◆ TO DO:
Answer these questions from the passage on hosting summer guests.
(a) Which role does the writer say matches their own inclinations?
(b) What does the writer's husband hate?
(c) In which countries were the shared houses located?

Good guests are wonderful, but not all guests are good.

It is often said that the world divides into guests and hosts. If so, I have stumbled on to the wrong side of the divide; I have all the inclinations of a guest, but every summer for many years I have found myself taking on the role of host.

Like most settled habits, this began without any intention at all. My husband hates hotels and likes spending time away from work with lots of friends. The obvious solution was to share a big country house with several other people, preferably somewhere hot, with good restaurants and beautiful towns not too far away. For much, much less than the cost of hotel rooms, we were able to stay in large and beautiful - if rather shabby - houses in wonderful parts of Italy, France and Spain. However, given the complications of making plans several months in advance with several other people, we began to take charge ourselves, and inadvertently turned into hosts.

◆ DATASET EXCERPT:
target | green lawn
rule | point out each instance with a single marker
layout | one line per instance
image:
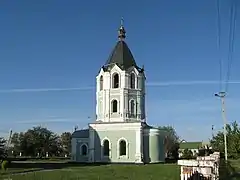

◆ WORKED SOLUTION:
(a) The role of a guest.
(b) Hotels.
(c) Italy, France and Spain.